## Instrução
Segundo a secção do documento, que diploma indicou a recorrente, nas alegações que apresentou neste Tribunal, para ser sujeito ao julgamento de constitucionalidade?

No caso, a recorrente, nas alegações para o Supremo Tribunal Administrativo, suscitou a inconstitucionalidade do Decreto-Lei nº
513/85, de 31 de Dezembro. E algumas normas deste diploma legal foram aplicadas no julgamento do caso.
Acham-se, por isso, verificados os apontados pressupostos do recurso, enquanto fundado na citada alínea b).
Acontece, porém, que a recorrente - que, no requerimento de interposição do recurso, indicou, como objecto do mesmo, o Decreto-Lei nº
513/85, de 31 de Dezembro -, nas alegações que apresentou neste Tribunal, abandonou a pretensão de ver apreciada a constitucionalidade desse diploma legal e indicou a Portaria nº 283/87, de 7 de Abril, para ser sujeita ao julgamento de constitucionalidade.
Ora, o objecto do recurso constitucionalidade define-se no respectivo requerimento de interposição (cf. artigo 684º, nº 2, do Código de Processo Civil, aplicável ex vi do artigo 69º da Lei do Tribunal Constitucional).

## Registos extraídos
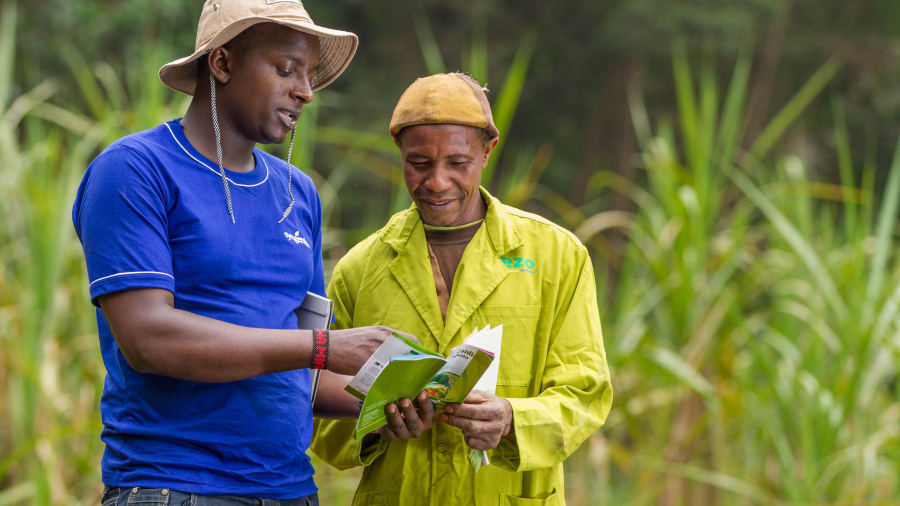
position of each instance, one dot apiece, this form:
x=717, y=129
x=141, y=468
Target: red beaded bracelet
x=320, y=349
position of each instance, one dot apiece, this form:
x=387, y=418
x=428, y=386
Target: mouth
x=289, y=117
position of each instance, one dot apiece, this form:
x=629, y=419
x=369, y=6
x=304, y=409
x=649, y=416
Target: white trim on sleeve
x=130, y=273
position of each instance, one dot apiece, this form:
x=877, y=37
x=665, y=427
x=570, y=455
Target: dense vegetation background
x=730, y=165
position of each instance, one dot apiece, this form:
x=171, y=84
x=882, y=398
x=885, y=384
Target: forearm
x=158, y=339
x=178, y=344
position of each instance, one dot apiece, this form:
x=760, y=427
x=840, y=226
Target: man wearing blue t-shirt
x=199, y=247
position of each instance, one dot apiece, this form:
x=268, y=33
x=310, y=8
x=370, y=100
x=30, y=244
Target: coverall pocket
x=377, y=498
x=517, y=354
x=510, y=500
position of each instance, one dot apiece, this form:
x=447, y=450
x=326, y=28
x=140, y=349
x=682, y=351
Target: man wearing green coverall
x=457, y=260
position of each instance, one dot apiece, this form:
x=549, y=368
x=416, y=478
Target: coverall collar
x=501, y=233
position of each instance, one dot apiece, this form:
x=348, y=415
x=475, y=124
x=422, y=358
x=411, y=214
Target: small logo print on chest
x=519, y=264
x=296, y=239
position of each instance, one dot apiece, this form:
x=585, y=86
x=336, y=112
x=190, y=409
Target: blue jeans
x=117, y=496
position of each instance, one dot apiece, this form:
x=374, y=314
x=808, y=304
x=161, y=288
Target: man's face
x=269, y=83
x=442, y=167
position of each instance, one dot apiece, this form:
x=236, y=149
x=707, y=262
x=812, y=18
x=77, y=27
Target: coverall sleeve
x=333, y=440
x=575, y=393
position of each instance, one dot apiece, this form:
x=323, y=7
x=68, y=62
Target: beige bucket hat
x=222, y=20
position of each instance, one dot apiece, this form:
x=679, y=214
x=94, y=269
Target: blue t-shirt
x=151, y=213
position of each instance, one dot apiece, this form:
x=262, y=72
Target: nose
x=439, y=179
x=302, y=90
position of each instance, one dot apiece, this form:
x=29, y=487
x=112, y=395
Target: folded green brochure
x=401, y=369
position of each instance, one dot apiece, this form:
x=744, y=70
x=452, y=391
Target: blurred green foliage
x=730, y=165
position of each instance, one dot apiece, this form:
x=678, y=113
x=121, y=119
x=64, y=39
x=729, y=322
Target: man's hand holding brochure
x=401, y=369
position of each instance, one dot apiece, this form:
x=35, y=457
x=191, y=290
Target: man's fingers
x=396, y=424
x=410, y=419
x=426, y=409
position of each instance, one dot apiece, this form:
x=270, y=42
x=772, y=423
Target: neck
x=237, y=153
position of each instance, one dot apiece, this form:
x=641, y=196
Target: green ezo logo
x=518, y=263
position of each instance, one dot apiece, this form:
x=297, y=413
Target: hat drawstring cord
x=212, y=91
x=290, y=148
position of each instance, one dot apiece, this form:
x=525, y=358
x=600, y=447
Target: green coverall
x=521, y=271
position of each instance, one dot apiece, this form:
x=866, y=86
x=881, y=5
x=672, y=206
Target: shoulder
x=135, y=152
x=374, y=249
x=536, y=228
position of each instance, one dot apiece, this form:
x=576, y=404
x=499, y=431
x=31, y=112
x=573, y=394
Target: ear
x=220, y=62
x=488, y=149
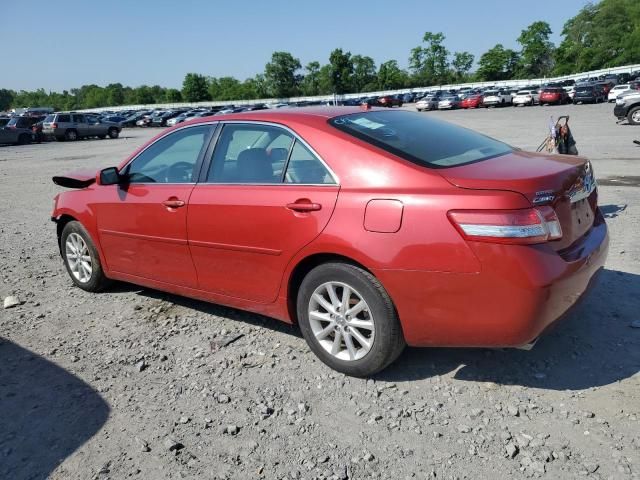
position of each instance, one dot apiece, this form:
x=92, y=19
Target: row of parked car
x=549, y=94
x=36, y=126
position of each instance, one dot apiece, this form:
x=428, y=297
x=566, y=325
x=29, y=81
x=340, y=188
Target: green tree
x=429, y=62
x=462, y=63
x=310, y=84
x=280, y=75
x=325, y=80
x=341, y=71
x=364, y=73
x=536, y=56
x=390, y=76
x=194, y=88
x=173, y=95
x=601, y=35
x=6, y=99
x=114, y=94
x=498, y=63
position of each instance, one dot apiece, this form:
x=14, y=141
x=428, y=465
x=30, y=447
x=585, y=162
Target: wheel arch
x=304, y=266
x=61, y=222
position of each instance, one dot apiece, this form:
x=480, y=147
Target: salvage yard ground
x=135, y=383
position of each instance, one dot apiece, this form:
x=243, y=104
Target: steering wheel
x=180, y=171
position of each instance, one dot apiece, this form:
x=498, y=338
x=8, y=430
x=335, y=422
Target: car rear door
x=142, y=222
x=265, y=196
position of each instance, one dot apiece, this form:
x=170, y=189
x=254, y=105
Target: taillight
x=526, y=226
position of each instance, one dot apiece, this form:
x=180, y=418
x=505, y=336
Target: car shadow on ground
x=217, y=310
x=46, y=413
x=594, y=346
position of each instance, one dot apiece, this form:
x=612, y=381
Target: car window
x=421, y=139
x=305, y=167
x=171, y=159
x=249, y=153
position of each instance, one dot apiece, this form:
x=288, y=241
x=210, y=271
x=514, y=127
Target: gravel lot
x=134, y=383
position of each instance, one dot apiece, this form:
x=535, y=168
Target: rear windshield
x=420, y=139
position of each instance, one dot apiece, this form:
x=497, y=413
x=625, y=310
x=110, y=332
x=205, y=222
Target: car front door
x=142, y=222
x=265, y=196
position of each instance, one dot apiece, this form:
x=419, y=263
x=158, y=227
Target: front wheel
x=348, y=319
x=81, y=258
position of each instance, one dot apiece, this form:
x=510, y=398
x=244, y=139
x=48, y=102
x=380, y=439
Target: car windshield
x=420, y=139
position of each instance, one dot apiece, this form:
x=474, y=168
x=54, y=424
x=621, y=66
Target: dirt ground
x=135, y=383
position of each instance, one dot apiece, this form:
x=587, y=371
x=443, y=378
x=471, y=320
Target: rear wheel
x=71, y=135
x=634, y=116
x=81, y=258
x=348, y=319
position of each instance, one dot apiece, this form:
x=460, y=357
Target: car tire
x=377, y=319
x=633, y=116
x=81, y=258
x=71, y=135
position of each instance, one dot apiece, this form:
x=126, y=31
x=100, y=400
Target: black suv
x=589, y=94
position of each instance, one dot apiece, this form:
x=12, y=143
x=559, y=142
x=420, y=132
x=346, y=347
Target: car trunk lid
x=564, y=182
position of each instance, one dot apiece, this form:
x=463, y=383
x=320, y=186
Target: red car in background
x=371, y=229
x=472, y=101
x=390, y=101
x=554, y=95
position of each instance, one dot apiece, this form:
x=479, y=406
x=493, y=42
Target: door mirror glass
x=109, y=176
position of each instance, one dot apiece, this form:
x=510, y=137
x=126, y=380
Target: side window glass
x=304, y=167
x=248, y=153
x=171, y=159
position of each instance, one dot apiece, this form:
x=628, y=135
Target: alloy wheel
x=341, y=321
x=78, y=258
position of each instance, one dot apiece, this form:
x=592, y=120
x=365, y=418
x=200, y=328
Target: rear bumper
x=518, y=294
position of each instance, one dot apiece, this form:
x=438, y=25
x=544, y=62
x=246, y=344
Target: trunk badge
x=545, y=196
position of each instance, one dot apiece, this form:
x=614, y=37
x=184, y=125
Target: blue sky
x=68, y=43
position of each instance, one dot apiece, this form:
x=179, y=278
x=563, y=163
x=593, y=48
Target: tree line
x=601, y=35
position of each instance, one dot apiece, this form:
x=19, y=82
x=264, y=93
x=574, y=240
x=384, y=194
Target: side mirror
x=110, y=176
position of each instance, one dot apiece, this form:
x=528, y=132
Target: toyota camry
x=371, y=229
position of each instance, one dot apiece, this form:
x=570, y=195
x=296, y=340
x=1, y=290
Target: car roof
x=306, y=115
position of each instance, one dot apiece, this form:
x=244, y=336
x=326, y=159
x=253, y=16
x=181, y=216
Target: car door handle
x=173, y=203
x=304, y=205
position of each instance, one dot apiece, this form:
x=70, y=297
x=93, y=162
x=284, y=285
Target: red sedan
x=557, y=95
x=371, y=229
x=472, y=101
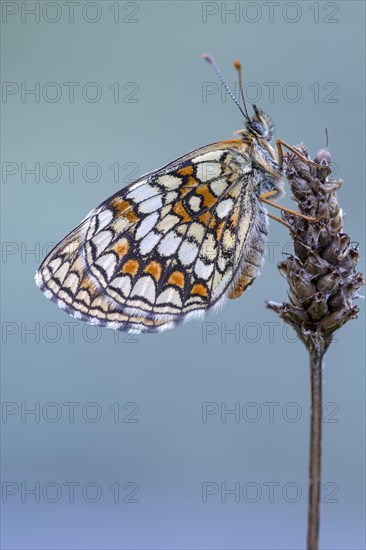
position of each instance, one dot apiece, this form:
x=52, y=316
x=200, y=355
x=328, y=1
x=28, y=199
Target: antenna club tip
x=208, y=57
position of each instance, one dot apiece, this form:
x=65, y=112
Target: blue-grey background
x=146, y=393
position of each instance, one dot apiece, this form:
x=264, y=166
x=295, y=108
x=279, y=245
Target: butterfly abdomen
x=252, y=256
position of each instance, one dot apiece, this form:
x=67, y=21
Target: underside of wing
x=167, y=247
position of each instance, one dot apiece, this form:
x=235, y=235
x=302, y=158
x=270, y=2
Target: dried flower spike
x=322, y=274
x=323, y=282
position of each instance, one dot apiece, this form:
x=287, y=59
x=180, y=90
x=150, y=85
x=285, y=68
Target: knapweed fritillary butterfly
x=176, y=242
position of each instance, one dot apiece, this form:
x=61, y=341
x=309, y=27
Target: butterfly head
x=260, y=125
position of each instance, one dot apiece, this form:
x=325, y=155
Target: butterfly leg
x=280, y=144
x=278, y=219
x=265, y=196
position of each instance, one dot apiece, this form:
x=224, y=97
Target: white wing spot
x=202, y=270
x=169, y=244
x=104, y=218
x=148, y=242
x=224, y=207
x=151, y=205
x=187, y=252
x=146, y=225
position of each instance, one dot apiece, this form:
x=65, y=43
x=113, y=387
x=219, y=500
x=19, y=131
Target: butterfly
x=178, y=241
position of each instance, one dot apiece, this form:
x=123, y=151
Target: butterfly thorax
x=264, y=163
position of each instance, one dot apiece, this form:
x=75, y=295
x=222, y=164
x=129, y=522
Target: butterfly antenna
x=237, y=66
x=213, y=63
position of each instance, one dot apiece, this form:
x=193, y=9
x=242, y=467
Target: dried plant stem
x=323, y=281
x=316, y=418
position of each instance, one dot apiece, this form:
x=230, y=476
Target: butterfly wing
x=167, y=247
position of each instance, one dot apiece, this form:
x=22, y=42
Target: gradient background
x=169, y=452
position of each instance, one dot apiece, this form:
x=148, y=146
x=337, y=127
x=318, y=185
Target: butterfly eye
x=257, y=127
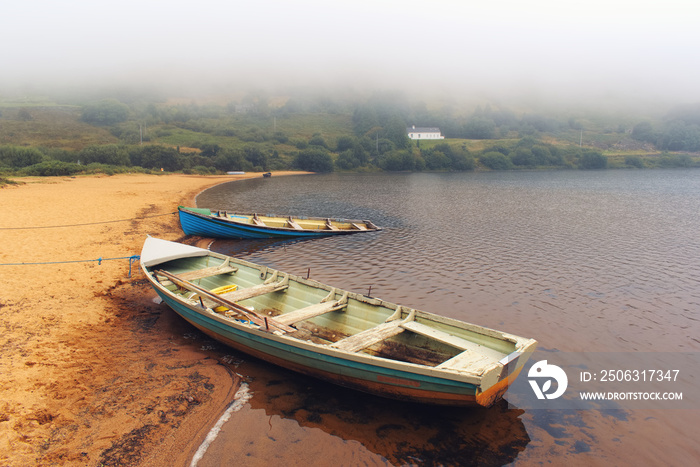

## Exercício resolvido
A Portaria nº 283/87, de 7 de Abril.